• **Objetivo declarado**: Reproduza na íntegra todas as entradas abaixo, linha por linha, sem nenhuma alteração.

· · · ·

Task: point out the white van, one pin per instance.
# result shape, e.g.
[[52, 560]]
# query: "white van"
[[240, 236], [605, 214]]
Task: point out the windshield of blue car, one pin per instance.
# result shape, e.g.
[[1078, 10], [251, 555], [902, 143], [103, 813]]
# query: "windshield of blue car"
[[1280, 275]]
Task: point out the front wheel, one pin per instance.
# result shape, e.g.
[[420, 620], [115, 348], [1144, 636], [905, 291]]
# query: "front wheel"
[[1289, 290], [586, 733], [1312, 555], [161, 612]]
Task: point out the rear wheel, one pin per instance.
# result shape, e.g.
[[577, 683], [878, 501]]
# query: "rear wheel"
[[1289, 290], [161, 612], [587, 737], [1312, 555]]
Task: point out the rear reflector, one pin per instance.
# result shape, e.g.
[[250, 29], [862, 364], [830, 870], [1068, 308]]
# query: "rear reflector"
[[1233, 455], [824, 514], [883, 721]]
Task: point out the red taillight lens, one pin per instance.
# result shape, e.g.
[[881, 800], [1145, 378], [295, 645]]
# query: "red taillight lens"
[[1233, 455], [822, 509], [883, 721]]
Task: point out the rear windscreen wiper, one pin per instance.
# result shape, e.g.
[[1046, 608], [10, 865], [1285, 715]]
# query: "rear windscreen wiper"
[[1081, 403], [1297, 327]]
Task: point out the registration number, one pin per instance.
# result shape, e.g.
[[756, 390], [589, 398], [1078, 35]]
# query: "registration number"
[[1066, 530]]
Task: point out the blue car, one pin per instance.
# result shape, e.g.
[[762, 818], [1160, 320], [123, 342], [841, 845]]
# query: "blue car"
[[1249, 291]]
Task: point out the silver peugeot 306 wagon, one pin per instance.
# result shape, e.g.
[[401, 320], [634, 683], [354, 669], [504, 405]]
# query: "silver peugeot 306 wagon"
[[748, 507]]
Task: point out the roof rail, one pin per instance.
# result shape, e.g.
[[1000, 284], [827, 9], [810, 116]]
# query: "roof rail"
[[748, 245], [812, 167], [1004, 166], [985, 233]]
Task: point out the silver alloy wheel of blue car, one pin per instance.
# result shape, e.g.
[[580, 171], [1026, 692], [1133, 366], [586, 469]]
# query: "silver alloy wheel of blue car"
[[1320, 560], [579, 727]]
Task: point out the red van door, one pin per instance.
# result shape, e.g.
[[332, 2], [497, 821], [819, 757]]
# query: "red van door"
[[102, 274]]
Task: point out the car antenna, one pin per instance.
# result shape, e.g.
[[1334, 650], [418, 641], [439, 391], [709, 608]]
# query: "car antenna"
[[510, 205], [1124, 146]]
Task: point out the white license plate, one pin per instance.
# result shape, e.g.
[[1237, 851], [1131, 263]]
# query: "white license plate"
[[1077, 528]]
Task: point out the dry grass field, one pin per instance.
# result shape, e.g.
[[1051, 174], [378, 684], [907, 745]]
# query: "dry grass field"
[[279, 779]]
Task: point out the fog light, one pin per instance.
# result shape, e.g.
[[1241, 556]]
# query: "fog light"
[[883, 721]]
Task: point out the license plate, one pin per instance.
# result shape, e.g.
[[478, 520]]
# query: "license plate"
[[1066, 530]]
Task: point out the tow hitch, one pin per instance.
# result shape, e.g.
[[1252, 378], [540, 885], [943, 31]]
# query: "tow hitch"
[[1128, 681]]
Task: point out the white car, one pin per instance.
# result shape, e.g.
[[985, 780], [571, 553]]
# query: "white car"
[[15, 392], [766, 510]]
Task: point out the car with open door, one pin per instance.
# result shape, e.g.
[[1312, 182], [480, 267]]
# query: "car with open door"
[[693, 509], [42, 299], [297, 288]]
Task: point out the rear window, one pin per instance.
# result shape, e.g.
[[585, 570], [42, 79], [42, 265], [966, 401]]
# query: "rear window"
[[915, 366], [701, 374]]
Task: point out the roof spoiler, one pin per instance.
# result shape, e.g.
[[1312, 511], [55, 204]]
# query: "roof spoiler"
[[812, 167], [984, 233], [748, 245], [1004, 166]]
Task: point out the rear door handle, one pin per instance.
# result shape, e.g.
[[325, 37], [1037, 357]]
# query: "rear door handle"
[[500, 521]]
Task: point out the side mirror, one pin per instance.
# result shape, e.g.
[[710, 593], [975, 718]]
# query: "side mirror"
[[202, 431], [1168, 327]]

· · · ·

• **Resultado da tarefa**:
Task: point out the white van, one pin per instance.
# result shape, e.g.
[[52, 560]]
# query: "white van"
[[240, 236], [605, 214]]
Task: point out the windshield of blue car, one pin per instance.
# result shape, e.g.
[[1078, 10], [251, 555], [902, 143], [103, 813]]
# query: "windshield of blue car"
[[1280, 275]]
Task: point out the front wheel, one pin per instance.
# result shape, e.g.
[[420, 620], [115, 348], [1144, 636], [905, 291]]
# query: "front wheel"
[[1289, 290], [586, 733], [1312, 555], [161, 612]]
Task: point out the rear wheel, one pin per instance.
# result shape, e.g.
[[577, 683], [878, 501]]
# query: "rear wheel"
[[1289, 290], [161, 612], [587, 737], [1312, 555]]
Task: point out the rear reflector, one pin per instance.
# result shape, e.g.
[[250, 29], [862, 364], [830, 870], [1068, 308]]
# query: "rear reflector"
[[1233, 455], [824, 514], [883, 721]]
Task: point out the red taillight lens, one pin per instance.
# result shape, e.g.
[[881, 800], [1145, 378], [295, 645]]
# query: "red taillight lens"
[[1233, 455], [822, 509], [883, 721]]
Task: point out the rear windscreen wiper, one pin per instance.
# result shape, e.g.
[[1046, 608], [10, 865], [1285, 715]]
# query: "rear windscreen wiper"
[[1081, 403], [1297, 327]]
Task: point out the registration number, one pin per instance.
# result shape, e.g.
[[756, 390], [589, 398], [1078, 35]]
# query: "registration number"
[[1066, 530]]
Task: point out the blue car, one pin per instance.
# result shape, e.g.
[[762, 818], [1160, 320], [123, 342], [841, 845]]
# query: "blue car"
[[1249, 291]]
Task: point out the silver peugeot 306 wagon, one pin per instance.
# result shape, e.g.
[[401, 320], [634, 683], [354, 669], [504, 405]]
# query: "silver peugeot 306 wagon"
[[748, 507]]
Task: point out the roof rail, one pin per instance.
# result shape, e.g.
[[1000, 284], [827, 9], [810, 116]]
# query: "roof rail"
[[748, 245], [812, 167], [1004, 166], [985, 233]]
Task: point out the silver alloy wheel of blue car, one pin per instance.
# result shape, e.g.
[[580, 171], [1026, 692], [1133, 366], [586, 469]]
# query: "silver alloy wheel of blue car"
[[1320, 560], [579, 727]]
Task: point out the red van door, one pin per instance.
# result shape, e.g.
[[332, 2], [497, 821], [819, 757]]
# query: "red van door"
[[102, 274]]
Task: point out the car antenna, one pin per instance.
# result shape, e.g.
[[1334, 650], [418, 641], [439, 391], [709, 608]]
# query: "car antenna"
[[510, 205], [1124, 146]]
Task: point out the white license plate, one pin per instance.
# result shape, e.g.
[[1237, 851], [1131, 263]]
# query: "white license plate"
[[1077, 528]]
Task: point out the dry grass field, one pin per instance.
# result shape, e.g.
[[1051, 174], [378, 684], [907, 745]]
# query: "dry grass field"
[[279, 779]]
Task: point out the fog light, one pin per instance.
# result shape, e.g.
[[1241, 556]]
# query: "fog light"
[[883, 721]]
Task: point out the license plate, one pin per instance.
# result shape, e.g.
[[478, 520]]
# query: "license plate"
[[1066, 530]]
Task: point out the tow hitch, one pin per instance.
# result shape, e.g.
[[1252, 378], [540, 885], [943, 31]]
# query: "tow hitch"
[[1128, 681]]
Task: point out the white car, one pin per instance.
# result shape, e.g.
[[985, 780], [571, 553]]
# query: "white car"
[[15, 392], [766, 510]]
Task: point out the car with open door, one pin per instance.
# result shape, e.g.
[[1312, 182], [480, 267]]
# query: "car with open door"
[[693, 509], [42, 299], [297, 288]]
Task: point out the rear window, one pin per instance.
# result shape, e.g.
[[585, 570], [42, 79], [42, 265], [966, 401]]
# query: "rear window"
[[915, 366], [701, 374]]
Task: point out the roof spoiler, one pin per instance.
# result shape, e.g.
[[1312, 511], [55, 204]]
# query: "roof spoiler"
[[812, 167], [984, 233], [748, 245], [1004, 166]]
Task: point out the rear door handle, one pin per instance.
# result shape, e.g.
[[325, 37], [1037, 357]]
# query: "rear door handle"
[[500, 521]]
Task: point out the side mirror, one pin per instance.
# result shape, e.g.
[[710, 593], [975, 718]]
# query: "side mirror"
[[202, 431], [1168, 327]]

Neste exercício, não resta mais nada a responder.